For those who have been following along with the Seahawks Draft Board this year, you’ll know a section has been added on prospects connected to the Seattle Seahawks. That could be top-30 visits, local visits, workouts or a pro day connection.
We’re now a month away from the final day of the 2019 NFL Draft. Over the last week, reported visits and interest has begun to ramp up. A visit could be for any reason, be it a smokescreen, interest in the prospect’s teammate, or legitimate interest. Last year, I had the names of 25/30 top-30 visits. Of those 25, five ended up in Seattle in some capacity: Alex McGough, Jacob Pugh, Poona Ford, Khalid Hill and Simeon Thomas.
With that in mind, let’s see where we’re at a month out from the draft, plus some odds and ends:
To this point, there are five top-30 visits reported for the Seahawks. Of those five, two fit into Seattle’s athletic profile and appear on the Seahawks Draft Board.
Parris Campbell (WR, Ohio State)
Campbell is a tremendous athlete who has a similar body type to a pair of former Seattle receivers, Golden Tate and Percy Harvin. He’s built solidly, and his frame lends itself to a gadget player role, meaning he’ll carve out a place for himself within an offense even as he refines his game. That refinement in Campbell’s game will be necessary, but he possesses the skill set Pete Carroll remains fascinated by.
L.J. Collier (EDGE, TCU)
The Seahawks have clearly defined thresholds at EDGE, and Collier meets one—broad jump. His agility tests (three cone and short shuttle) were awful (23rd and 12th percentile), and he is highly unlikely to be a target. (In Collier’s defense, he wins with power—not agility or flexibility.) It’s worth noting that two of Collier’s teammates, Ben Banogu and Ty Summers, do fit Seattle’s mold at EDGE and linebacker respectively.
Dre Greenlaw (LB, Arkansas)
While digging into the linebacker class earlier this month, I reached out to a Razorbacks beat writer to try and get Greenlaw’s testing numbers. The results, like Collier, were simply not Seahawk-y. He only meets Seattle’s weight threshold, and his explosiveness—highly valued by the Seahawks at the position—falls short by quite a bit. One of the surest tacklers in college football is unlikely to land in Seattle.

RECORDS →
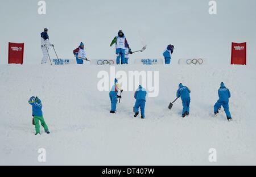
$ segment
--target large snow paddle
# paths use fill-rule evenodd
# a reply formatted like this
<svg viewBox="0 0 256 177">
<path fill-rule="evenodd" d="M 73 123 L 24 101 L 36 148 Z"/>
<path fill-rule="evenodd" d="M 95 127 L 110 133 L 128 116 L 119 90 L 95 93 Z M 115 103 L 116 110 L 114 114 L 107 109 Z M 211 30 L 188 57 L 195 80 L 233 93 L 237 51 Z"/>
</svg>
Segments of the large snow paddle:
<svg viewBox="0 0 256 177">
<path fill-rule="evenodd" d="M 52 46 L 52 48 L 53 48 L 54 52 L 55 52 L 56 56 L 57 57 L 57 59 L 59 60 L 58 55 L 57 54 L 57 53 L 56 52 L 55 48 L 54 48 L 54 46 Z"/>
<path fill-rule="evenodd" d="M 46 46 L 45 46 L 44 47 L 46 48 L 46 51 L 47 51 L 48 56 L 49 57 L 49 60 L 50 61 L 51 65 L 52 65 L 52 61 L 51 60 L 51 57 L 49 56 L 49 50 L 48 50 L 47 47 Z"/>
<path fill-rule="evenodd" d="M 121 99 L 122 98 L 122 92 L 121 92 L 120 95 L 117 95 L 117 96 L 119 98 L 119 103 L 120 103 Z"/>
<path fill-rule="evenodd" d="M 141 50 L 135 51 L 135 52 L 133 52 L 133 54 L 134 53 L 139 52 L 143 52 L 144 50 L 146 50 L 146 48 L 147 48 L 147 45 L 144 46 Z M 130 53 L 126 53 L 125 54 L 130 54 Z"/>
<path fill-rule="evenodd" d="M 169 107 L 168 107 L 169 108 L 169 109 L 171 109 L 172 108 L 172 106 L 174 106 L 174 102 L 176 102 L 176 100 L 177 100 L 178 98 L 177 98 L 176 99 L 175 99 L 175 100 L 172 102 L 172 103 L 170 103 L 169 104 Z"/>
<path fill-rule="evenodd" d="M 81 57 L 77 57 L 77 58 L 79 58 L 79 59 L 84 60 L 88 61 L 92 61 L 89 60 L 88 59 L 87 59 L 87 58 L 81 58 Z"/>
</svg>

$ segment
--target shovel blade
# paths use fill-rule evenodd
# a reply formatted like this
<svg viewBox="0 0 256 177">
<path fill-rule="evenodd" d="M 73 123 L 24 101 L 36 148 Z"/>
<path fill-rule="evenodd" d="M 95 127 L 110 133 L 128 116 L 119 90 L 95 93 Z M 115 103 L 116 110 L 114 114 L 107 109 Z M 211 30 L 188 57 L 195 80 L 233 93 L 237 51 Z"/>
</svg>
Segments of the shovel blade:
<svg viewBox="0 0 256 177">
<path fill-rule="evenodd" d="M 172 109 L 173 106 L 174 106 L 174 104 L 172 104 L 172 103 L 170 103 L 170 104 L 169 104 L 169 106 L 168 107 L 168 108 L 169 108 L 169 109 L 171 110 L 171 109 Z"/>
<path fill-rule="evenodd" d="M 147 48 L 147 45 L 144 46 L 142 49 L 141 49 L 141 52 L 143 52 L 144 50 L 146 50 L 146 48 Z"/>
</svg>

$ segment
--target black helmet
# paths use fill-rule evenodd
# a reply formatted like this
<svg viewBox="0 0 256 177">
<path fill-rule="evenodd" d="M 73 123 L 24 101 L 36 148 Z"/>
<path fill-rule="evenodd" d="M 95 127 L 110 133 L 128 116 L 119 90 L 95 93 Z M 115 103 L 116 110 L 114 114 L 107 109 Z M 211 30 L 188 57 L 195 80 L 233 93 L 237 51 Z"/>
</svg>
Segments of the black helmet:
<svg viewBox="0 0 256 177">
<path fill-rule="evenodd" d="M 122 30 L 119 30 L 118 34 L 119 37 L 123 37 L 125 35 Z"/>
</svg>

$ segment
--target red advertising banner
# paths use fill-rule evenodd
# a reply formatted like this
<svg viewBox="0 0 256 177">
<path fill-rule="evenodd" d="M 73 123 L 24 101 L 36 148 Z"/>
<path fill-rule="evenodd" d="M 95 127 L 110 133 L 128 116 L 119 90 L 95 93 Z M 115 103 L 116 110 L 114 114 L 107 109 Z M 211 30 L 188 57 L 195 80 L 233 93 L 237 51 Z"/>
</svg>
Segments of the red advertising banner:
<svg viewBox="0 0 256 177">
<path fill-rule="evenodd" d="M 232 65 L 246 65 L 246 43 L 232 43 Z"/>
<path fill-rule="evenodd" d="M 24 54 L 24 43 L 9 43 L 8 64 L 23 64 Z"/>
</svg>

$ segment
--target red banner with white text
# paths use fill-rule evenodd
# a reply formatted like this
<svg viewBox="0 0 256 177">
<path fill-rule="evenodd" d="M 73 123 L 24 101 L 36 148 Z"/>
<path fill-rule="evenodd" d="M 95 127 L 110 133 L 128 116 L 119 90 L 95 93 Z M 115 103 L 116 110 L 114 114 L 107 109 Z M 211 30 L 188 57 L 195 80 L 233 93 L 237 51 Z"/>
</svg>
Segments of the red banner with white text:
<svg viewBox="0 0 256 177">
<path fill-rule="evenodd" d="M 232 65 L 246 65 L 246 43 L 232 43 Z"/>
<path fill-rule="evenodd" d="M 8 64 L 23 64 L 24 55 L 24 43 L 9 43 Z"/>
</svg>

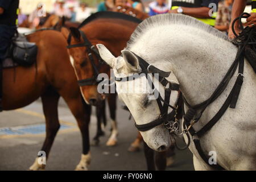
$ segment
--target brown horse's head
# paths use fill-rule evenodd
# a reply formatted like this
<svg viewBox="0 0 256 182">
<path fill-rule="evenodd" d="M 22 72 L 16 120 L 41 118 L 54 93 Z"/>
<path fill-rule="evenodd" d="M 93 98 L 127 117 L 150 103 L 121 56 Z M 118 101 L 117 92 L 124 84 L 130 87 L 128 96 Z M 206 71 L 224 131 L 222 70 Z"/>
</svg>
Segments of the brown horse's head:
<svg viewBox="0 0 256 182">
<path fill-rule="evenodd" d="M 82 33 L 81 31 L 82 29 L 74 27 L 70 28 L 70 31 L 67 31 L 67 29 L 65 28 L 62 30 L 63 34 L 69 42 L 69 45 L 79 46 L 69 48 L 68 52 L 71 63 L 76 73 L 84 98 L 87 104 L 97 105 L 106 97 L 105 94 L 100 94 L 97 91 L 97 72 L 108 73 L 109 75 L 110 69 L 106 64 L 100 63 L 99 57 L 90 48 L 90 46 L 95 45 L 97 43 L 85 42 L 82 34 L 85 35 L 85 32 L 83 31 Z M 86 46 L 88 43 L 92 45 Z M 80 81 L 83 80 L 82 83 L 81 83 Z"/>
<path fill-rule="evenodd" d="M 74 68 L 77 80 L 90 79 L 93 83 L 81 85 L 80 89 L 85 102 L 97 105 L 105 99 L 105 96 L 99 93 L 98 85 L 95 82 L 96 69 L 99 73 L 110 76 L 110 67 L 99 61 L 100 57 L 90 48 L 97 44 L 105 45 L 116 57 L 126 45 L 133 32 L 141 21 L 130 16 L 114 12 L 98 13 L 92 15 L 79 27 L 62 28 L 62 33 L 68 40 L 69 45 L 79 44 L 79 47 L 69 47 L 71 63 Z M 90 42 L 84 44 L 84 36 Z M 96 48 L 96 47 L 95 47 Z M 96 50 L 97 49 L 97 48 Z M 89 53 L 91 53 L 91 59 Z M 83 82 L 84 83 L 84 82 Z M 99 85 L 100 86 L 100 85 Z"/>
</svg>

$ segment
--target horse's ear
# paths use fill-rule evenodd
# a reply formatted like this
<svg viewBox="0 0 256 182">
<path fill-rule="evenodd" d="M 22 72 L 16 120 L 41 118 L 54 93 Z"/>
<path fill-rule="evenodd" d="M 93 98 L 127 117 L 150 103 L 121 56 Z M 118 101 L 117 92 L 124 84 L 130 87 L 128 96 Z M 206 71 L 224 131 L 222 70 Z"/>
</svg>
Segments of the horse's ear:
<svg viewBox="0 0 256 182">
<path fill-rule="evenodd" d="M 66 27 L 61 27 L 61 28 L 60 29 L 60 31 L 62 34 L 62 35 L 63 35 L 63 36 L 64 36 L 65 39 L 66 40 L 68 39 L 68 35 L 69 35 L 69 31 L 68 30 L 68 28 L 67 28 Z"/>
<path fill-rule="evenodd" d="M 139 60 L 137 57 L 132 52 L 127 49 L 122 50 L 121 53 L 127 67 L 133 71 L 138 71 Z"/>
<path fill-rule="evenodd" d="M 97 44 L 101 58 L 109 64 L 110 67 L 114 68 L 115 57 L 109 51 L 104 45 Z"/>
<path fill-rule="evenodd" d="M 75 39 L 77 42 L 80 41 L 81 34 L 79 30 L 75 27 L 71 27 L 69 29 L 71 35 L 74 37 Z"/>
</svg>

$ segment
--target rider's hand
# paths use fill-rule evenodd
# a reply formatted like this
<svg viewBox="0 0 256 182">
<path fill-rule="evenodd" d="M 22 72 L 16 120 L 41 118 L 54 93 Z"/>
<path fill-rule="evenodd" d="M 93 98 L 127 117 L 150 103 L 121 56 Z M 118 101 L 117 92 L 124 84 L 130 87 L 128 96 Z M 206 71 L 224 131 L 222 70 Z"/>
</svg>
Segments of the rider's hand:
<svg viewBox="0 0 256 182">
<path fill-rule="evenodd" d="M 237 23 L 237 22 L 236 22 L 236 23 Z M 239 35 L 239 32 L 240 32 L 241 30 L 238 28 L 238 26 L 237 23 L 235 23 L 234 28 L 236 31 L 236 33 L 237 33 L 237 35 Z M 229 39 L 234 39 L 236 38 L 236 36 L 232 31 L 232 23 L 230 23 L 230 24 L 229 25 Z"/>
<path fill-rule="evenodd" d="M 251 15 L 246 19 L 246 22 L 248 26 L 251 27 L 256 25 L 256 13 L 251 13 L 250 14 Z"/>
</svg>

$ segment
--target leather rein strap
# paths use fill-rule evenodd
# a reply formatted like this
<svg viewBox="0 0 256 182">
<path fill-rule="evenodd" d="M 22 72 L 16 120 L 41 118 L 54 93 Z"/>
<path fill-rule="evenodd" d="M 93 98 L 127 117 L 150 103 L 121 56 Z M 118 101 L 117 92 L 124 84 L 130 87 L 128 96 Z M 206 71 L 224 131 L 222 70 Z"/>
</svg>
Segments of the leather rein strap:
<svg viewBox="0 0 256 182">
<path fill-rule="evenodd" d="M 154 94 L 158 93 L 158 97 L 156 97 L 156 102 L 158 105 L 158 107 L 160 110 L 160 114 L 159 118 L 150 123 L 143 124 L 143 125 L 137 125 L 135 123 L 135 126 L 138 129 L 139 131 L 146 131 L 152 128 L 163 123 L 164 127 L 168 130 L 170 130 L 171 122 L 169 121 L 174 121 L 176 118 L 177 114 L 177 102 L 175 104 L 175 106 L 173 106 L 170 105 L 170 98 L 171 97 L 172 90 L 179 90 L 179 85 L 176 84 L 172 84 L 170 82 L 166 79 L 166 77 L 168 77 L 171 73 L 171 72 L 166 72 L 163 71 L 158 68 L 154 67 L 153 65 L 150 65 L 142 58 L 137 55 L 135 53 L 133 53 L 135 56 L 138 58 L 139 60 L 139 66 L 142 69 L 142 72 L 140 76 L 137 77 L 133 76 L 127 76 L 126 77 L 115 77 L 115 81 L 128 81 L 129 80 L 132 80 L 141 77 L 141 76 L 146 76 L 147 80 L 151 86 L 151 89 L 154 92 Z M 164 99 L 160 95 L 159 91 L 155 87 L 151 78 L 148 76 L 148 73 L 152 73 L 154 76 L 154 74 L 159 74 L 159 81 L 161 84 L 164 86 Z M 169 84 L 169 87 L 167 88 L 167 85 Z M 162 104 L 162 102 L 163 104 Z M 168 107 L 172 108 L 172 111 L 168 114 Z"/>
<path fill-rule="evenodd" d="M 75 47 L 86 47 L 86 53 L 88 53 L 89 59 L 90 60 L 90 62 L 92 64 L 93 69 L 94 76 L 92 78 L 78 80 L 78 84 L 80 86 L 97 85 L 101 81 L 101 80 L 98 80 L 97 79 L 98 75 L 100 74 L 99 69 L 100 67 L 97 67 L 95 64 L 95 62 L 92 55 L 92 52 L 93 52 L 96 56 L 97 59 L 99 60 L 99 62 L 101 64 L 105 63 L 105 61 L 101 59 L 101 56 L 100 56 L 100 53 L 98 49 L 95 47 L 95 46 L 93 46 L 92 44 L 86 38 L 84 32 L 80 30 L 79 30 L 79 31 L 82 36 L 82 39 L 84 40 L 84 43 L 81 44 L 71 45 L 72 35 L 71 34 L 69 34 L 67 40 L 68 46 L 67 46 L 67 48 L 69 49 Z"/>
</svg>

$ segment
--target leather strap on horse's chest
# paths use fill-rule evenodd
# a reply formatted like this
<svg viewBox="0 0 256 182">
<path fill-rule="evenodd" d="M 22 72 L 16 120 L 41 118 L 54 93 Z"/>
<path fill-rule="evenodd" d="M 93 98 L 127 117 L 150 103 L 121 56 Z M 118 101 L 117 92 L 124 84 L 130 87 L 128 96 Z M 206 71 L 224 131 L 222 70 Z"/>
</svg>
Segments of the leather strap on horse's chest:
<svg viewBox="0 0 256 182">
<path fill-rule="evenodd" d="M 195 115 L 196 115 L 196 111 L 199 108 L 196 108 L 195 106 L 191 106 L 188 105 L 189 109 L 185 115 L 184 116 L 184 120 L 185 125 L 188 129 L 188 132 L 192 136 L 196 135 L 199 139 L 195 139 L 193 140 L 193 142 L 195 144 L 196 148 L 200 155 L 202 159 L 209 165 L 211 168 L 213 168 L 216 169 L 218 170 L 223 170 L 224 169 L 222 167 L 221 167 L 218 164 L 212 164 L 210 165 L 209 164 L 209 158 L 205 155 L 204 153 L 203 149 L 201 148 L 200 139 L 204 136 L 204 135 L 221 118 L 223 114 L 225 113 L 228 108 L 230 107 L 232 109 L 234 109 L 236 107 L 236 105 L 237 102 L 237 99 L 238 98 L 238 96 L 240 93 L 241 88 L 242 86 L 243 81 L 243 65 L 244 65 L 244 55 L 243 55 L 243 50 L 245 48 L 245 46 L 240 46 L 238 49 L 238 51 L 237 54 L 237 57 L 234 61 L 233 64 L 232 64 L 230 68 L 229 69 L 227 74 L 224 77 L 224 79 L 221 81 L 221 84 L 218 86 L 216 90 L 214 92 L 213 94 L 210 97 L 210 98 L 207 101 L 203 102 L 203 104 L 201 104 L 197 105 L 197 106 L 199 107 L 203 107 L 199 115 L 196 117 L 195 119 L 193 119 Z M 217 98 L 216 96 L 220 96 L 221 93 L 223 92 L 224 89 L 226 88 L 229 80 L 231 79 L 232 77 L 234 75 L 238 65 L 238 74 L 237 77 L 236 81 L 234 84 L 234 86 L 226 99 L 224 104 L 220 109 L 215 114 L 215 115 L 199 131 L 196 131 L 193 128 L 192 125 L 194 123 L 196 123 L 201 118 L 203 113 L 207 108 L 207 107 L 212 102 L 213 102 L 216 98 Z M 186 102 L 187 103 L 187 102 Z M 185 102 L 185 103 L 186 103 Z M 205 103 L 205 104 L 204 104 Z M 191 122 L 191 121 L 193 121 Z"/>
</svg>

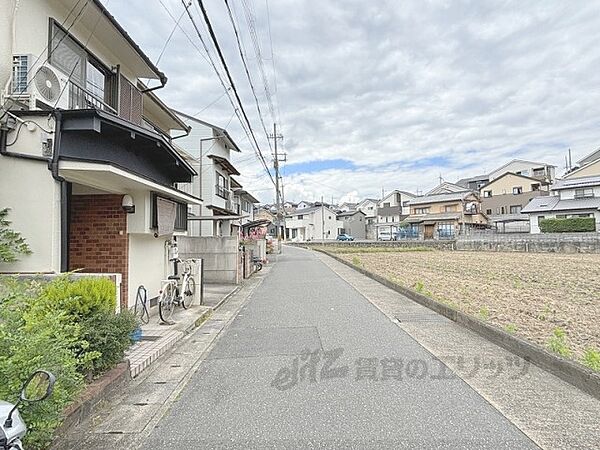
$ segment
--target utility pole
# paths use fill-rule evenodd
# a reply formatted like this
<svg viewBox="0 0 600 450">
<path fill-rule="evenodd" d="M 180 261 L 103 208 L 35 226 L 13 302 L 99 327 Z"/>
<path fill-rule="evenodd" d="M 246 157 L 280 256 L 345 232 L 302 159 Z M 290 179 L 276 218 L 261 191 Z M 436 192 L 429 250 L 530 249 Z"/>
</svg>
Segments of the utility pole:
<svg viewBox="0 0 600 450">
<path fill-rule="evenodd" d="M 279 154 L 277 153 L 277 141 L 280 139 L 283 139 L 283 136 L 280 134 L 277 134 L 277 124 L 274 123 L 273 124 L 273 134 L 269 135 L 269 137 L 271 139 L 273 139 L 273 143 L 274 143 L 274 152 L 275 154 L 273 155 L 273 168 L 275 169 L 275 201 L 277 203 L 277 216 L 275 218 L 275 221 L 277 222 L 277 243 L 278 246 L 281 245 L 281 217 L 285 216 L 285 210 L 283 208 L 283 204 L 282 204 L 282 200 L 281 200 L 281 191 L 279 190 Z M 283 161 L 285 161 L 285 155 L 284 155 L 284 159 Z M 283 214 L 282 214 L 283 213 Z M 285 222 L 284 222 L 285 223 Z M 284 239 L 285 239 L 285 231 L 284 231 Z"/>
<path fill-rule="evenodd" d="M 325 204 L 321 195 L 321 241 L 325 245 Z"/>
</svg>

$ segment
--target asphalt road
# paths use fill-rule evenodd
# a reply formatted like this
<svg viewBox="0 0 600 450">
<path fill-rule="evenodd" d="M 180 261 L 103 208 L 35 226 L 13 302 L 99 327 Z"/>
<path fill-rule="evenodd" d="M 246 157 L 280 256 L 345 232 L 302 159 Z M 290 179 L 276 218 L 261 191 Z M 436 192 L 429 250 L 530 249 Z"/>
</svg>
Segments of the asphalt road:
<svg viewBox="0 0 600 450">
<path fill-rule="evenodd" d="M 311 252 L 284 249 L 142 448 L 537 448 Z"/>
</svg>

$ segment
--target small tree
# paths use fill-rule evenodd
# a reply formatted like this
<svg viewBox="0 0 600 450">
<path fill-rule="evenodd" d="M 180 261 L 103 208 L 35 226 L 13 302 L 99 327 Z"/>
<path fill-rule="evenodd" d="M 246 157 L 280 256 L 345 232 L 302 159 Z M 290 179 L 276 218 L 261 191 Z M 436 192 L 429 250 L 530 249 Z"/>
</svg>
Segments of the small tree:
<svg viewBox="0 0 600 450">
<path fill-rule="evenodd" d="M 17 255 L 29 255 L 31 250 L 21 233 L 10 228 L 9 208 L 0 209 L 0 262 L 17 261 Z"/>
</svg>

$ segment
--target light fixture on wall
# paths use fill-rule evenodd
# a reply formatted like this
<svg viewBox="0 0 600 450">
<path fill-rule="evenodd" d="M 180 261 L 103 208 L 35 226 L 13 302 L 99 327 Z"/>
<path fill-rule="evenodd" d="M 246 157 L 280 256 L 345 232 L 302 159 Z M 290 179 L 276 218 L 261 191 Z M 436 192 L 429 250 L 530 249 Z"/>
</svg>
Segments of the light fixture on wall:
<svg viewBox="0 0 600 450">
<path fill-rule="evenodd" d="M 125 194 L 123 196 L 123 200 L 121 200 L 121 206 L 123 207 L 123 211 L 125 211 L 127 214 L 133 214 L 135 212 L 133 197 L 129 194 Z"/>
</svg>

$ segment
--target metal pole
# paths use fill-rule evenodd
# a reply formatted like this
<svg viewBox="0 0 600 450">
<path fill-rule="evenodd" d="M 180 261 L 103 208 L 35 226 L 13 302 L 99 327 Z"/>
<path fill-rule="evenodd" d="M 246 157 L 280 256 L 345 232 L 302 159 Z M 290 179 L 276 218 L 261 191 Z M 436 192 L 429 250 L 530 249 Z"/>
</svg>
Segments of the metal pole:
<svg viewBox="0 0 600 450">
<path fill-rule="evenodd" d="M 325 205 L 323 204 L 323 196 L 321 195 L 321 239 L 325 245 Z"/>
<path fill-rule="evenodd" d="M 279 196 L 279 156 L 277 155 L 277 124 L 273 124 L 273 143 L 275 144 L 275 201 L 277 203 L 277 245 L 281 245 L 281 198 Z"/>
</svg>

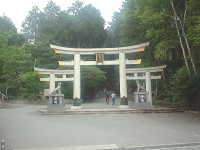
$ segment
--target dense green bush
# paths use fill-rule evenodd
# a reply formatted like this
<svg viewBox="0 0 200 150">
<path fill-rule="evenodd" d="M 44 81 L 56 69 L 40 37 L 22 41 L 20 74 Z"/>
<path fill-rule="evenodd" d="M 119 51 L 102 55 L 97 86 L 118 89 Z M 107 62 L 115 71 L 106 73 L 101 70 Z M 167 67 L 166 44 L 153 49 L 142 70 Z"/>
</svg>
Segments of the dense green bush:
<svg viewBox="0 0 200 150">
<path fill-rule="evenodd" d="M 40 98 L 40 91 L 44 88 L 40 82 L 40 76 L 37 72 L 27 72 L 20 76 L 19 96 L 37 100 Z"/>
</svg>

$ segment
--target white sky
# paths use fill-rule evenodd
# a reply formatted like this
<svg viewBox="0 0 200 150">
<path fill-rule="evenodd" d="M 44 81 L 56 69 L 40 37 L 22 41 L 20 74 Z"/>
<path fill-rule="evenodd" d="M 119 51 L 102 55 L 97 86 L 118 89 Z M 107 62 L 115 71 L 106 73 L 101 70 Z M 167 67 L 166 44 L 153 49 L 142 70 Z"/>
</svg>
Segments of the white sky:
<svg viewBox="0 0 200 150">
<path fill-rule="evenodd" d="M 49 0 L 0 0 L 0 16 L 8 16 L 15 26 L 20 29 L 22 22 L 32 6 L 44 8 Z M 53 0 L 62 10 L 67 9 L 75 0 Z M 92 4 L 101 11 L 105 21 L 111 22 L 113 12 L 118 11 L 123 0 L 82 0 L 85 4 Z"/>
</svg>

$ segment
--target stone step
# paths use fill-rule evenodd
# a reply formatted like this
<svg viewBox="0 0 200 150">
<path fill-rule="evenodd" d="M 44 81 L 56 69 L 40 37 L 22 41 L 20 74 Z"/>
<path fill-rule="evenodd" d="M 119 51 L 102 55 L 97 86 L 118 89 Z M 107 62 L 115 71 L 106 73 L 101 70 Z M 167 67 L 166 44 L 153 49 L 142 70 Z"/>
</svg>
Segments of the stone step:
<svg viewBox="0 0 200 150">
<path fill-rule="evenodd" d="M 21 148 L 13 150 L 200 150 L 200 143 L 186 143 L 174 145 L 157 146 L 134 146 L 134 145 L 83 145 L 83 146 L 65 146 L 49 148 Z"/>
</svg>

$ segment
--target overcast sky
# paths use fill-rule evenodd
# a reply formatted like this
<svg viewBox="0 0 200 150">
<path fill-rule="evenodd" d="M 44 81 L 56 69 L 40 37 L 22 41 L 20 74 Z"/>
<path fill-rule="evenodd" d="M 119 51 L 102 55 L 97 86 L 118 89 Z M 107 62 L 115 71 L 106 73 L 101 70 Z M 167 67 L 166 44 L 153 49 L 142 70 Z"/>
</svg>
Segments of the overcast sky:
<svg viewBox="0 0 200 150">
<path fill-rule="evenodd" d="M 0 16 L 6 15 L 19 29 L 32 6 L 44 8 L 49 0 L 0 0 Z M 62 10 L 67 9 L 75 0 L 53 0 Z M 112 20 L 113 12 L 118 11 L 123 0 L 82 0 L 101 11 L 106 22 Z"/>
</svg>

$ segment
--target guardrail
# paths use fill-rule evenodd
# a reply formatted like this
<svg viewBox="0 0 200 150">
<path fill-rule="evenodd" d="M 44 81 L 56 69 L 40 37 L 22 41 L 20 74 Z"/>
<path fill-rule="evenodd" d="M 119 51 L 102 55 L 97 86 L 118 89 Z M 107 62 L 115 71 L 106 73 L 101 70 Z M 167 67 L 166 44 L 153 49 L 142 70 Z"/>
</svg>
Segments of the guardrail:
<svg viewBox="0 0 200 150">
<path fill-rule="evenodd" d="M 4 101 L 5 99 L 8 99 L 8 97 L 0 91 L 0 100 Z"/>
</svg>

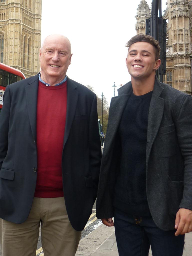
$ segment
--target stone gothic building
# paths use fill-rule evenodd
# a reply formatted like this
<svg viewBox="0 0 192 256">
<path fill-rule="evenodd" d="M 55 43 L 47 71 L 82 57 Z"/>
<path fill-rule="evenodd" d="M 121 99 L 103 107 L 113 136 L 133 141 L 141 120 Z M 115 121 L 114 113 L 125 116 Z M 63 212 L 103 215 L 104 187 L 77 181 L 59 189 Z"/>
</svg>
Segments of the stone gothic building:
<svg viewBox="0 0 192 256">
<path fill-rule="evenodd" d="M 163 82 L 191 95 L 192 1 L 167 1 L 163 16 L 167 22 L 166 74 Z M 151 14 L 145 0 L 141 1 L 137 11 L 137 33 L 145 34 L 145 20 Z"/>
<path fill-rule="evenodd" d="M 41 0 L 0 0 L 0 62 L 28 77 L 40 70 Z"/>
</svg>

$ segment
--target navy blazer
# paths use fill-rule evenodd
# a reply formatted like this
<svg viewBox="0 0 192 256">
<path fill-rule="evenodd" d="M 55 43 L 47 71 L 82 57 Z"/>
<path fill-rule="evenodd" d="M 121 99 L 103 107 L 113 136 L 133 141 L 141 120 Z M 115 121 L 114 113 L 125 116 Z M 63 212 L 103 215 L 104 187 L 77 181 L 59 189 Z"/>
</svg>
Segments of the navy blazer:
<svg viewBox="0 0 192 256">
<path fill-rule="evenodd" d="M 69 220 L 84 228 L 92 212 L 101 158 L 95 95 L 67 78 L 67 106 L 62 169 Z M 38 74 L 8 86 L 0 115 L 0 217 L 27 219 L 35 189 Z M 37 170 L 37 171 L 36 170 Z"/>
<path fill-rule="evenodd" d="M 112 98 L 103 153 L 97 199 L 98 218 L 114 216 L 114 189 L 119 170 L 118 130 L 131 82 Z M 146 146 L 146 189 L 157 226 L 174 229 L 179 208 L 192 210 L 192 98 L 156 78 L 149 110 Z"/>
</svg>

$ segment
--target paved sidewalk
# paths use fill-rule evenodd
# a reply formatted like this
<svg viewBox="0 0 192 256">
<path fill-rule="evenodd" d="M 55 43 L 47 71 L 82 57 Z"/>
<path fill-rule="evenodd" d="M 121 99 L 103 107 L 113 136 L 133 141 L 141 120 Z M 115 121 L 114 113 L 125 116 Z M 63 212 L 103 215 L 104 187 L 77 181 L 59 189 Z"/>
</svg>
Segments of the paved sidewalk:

WHAT THE TASK ASKS →
Continue the article on prospects linked to the Seahawks before the 2019 NFL Draft from the point where it stops.

OUTPUT FOR THIS EXERCISE →
Darnell Savage Jr (S, Maryland)
An explosive athlete who is a joy to watch, Savage is undersized compared to the safeties drafted by the Seahawks previously. There is reason to believe he could fit in Seattle, but it would require a fairly drastic shift in scheme from Carroll—unlikely at this stage in his coaching career.
Jace Sternberger (TE, Texas A&M)
After barely seeing the field during two seasons at Kansas, Sternberger transferred to the Aggies and enjoyed a great 2018, posting 17.3 yards per reception on 48 catches, with 10 touchdowns. Sternberger isn’t a special athlete, but the Seahawks don’t generally target particularly athletic tight ends. Likely a late day two or early day three selection, Sternberger would require a fairly high investment.
Odds and Ends
As the draft inches closer, we’ll start to hear of Seattle’s brass traveling to workout prospects, like they did in 2018 with Dallas Goedert, Christian Kirk, Kyle Allen and others. For now, here’s what we have:
Drew Lewis (LB, Colorado)
A linebacker who checks most of the Seahawks’ boxes at the position reportedly spent time with Seattle at his pro day.
Justin Hollins (LB/EDGE, Oregon)
Connor Strachan (LB, Boston College)
Saivion Smith (CB, Alabama)
Draft connections began to heat up last week, and that will only grow over the next month in the lead up to the 2019 NFL Draft. By the time the draft arrives, we should expect to have the names of upwards of 45-50 prospects connected to the Seahawks in some capacity. It’s just getting started.